→ Daftar Tugas
1 > Jawab pertanyaan berikut berdasarkan berita tentang penggolongan situs Mediaumat.id:
(a) Pada hari dan tanggal berapa Ajengan Yuana Ryan Tresna berbicara kepada Mediaumat.id?
(b) Ayat Al-Qur'an mana yang ia kutip?
(c) Apa arti "baldatun thayyibatun wa Rabbun Ghafur" menurut berita itu?
2 > Teruskan berita tentang penggolongan situs Mediaumat.id dengan beberapa kalimat setelah kalimat terakhirnya.

→ Teks yang Diberikan
Mediaumat.id – Penggolongan situs Mediaumat.id dan beberapa web Islam lainnya ke dalam daftar ‘situs web pro radikalisme dan terorisme’ lantaran konsisten mendakwahkan khilafah ajaran Islam, menurut Mudir Ma’had Khadimus Sunnah Bandung Ajengan Yuana Ryan Tresna (YRT) menunjukan islamofobia di negeri ini memang betul nyata adanya.
“Ini menunjukkan fakta bahwa memang islamofobia di negeri ini masih betul-betul ada dan memang nyata,” ujarnya kepada Mediaumat.id, Senin (9/1/2023).
Bahkan, kata Ajengan Yuana, islamofobia dimaksud sangatlah akut. “Buktinya adalah seruan-seruan untuk kembali pada syariah, kembali pada khilafah itu dikategorikan radikal atau pandangan-pandangan yang digolongkan ke dalam pandangan teroris,” sebutnya.
Padahal syariah Islam berikut di dalamnya sistem pemerintahan khilafah adalah bagian dari ajaran Islam yang justru semestinya diamalkan dan didakwahkan oleh setiap kaum Muslim.
Ia menambahkan, khilafah atau imamah, khalifah atau imam, darul Islam juga termasuk darul kuffur adalah istilah-istilah yang sebenarnya juga sangat akrab di tengah kaum Muslim terkait dengan konsep bernegara.
Terlebih Nabi Muhammad SAW di dalam hadits, menjelaskan bagaimana semestinya kaum Muslim membangun tata kelola pemerintahan yang sesuai dengan petunjuknya.
Terlebih lagi, syariah Islam datangnya dari Allah SWT, Rabb Pencipta manusia. “Karena itu menerapkan syariah Islam sebagai bentuk ketaatan kepada Allah SWT pasti akan membawa kebaikan. Hanya Allah yang paling tahu baik dan buruk bagi hamba-Nya,” yakinnya, seraya mengutip QS Al-A’raf ayat 96 yang artinya:
‘Jikalau sekiranya penduduk negeri-negeri beriman dan bertakwa, pastilah Kami akan melimpahkan kepada mereka berkah dari langit dan bumi’.
Tak hanya itu, di dalam istilah lain pun disebut akan terwujud baldatun thayyibatun wa Rabbun Ghafur, yang berarti negeri yang baik dengan Tuhan yang Maha Pengampun yang juga merupakan gambaran negeri yang tentram, subur, aman, nyaman dan damai.

Catatan yang dikutip dari sebuah koleksi:
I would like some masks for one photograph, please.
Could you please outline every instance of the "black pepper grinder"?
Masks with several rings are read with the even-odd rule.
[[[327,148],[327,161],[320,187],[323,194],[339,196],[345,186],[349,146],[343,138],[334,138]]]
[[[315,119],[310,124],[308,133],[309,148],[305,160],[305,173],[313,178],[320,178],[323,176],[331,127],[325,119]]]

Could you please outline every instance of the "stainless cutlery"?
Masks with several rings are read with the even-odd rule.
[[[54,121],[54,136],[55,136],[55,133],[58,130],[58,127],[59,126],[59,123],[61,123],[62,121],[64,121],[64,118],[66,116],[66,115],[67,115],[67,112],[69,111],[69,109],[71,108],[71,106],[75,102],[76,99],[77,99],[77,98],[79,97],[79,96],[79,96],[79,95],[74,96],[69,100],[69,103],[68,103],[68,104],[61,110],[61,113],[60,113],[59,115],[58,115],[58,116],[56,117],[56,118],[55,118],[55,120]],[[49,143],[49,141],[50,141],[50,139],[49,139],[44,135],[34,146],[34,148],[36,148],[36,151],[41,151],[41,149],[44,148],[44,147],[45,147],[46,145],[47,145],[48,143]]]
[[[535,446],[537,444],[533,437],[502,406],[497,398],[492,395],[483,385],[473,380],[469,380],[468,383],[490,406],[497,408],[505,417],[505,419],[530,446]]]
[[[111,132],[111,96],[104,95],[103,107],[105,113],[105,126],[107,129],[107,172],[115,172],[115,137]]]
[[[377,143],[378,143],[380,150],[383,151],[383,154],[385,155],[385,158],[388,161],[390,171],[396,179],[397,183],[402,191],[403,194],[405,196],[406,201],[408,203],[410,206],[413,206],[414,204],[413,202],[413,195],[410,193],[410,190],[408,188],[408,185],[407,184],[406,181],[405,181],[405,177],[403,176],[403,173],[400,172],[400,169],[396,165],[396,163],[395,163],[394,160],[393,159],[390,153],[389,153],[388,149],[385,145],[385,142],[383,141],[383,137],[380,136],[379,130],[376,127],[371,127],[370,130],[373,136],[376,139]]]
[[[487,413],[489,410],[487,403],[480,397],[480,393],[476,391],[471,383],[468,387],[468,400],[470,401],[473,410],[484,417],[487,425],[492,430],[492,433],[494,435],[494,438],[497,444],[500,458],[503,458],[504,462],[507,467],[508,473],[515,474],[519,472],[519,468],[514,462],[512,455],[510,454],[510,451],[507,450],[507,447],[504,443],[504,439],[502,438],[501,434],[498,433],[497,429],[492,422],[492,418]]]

→ Hasil Jawaban
1 >
(a) Senin, 9 Januari 2023.
(b) QS Al-A'raf ayat 96.
(c) Negeri yang baik dengan Tuhan yang Maha Pengampun.

2 >
“Itu tidak mungkin kita berharap sebuah negeri yang diberkahi negeri yang baldah thayibah, bahkan Rabbun Ghafur kalau tidak menerapkan syariat dari Allah SWT,” tuturnya.
Dengan kata lain, ketika menerapkan aturan yang datang dari Barat, misalnya demokrasi, maka mustahil akan membawa kepada keberkahan dan ampunan dari Allah SWT.
“Sekiranya kaum Muslim pada hari ini mengamalkan hukum-hukum fiqih dan agama sebagaimana pendahulu mereka, maka niscaya akan menjadi umat yang terdepan dan paling bahagia,” ucapnya, menukil perkataan Sayyid Muhammad bin Alawi al-Maliki al-Hasani dalam kitab Syari’ah Allah al-Khalidah (hlm.7).
Ancaman Nyata
Lantaran itu, kapitalismelah sebagaimana diterapkan di negeri-negeri Muslim termasuk Indonesia saat ini, harusnya dianggap ancaman nyata.
Bahkan bukan lagi ancaman, tetapi telah menghancurkan tatanan negeri. Sisi tatanan ekonomi yang paling tampak kerusakannya. Belum lagi masalah politik, sosial, budaya, dsb. “Bukan lagi ancaman sebenarnya, tapi sudah nyata membuat negeri ini hancur karena kapitalisme,” tegasnya.
Agenda Barat
Di sisi lain, Ajengan Yuana juga membetulkan bahwa narasi radikalisme serta terorisme adalah agenda Barat. Malah sebenarnya, program melawan radikalisme yang saat ini digencarkan adalah kelanjutan dari perang melawan terorisme, namun dengan pendekatan yang lebih halus.
Adalah war on terrorism (WOT) yang sebelum-sebelumnya cukup berhasil pasca-runtuhnya gedung kembar WTC 11 September 2001 silam, namun standar ganda mengenai definisi teror acap dilakukan Barat.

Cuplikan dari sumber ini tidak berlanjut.